> Task brief
Give back only the line containing "Pick out the horse head" and every line after it through the end of the data below, transcribed exactly.

> Available data

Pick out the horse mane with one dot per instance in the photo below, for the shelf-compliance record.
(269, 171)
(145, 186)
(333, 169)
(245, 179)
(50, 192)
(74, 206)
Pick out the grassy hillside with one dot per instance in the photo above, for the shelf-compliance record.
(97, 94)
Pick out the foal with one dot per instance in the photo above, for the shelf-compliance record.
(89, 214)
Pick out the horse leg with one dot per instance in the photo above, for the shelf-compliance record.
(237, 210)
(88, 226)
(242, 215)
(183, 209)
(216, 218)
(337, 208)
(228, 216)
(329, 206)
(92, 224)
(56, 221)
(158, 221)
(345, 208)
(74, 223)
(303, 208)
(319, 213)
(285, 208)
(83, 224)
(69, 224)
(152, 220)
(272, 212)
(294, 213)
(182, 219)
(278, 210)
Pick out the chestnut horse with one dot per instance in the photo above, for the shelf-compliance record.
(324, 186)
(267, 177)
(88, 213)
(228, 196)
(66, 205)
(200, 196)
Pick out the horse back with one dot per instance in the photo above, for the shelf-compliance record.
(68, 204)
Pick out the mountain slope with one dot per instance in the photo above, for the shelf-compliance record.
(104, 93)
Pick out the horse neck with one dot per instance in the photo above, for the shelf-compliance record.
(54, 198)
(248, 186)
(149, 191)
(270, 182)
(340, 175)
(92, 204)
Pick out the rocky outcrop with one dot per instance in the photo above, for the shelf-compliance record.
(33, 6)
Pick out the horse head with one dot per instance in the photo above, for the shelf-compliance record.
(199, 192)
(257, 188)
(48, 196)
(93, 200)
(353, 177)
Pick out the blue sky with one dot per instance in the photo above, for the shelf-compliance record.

> Output of the task
Pick out the horse head with one dot per instance in the photo above, for the shelf-compliance record.
(199, 192)
(257, 188)
(48, 196)
(93, 200)
(353, 177)
Pick out the blue sky with one dot per instance in the photo above, for the shelf-compliance record.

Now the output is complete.